PROBLEM TO SOLVE:
Swap "Matches" for "Boxes" everywhere in the material below, and write its lines out again with nothing else changed and the pictures left out.

EXERCISE INPUTS:
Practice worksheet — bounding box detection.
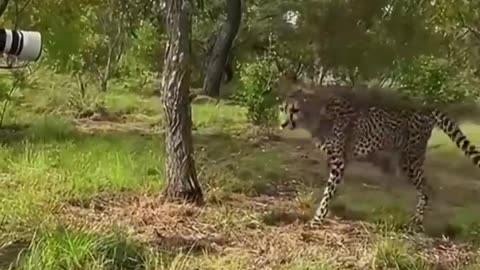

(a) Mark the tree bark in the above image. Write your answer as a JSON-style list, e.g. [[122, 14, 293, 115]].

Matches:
[[203, 0, 242, 97], [0, 0, 10, 17], [161, 0, 203, 203]]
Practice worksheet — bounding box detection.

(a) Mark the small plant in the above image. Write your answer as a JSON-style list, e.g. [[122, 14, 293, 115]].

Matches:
[[371, 238, 430, 270], [234, 55, 278, 126]]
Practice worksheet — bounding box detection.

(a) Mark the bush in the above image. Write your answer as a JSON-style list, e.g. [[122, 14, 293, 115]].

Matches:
[[399, 56, 480, 105], [234, 56, 279, 126]]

EXERCISE RESPONSE:
Practice worksheet — bounding box detection.

(a) Mark the tree bark in the above image. Write your answer as a JSON-style list, e.g. [[122, 14, 293, 115]].

Boxes:
[[203, 0, 242, 97], [0, 0, 10, 17], [161, 0, 203, 203]]
Practice worksheet — bounding box detection.

(a) Mark the small plant in the above image. Write your answer as a JSON-style list, e.g. [[122, 14, 293, 115]].

Boxes:
[[371, 238, 430, 270], [234, 55, 278, 126]]
Practice worksheet — bounding box detection.

(a) Mark the bush in the above image. Write your answer as a JSON-style list, e.g. [[122, 14, 293, 115]].

Boxes:
[[399, 56, 480, 105], [234, 56, 279, 126]]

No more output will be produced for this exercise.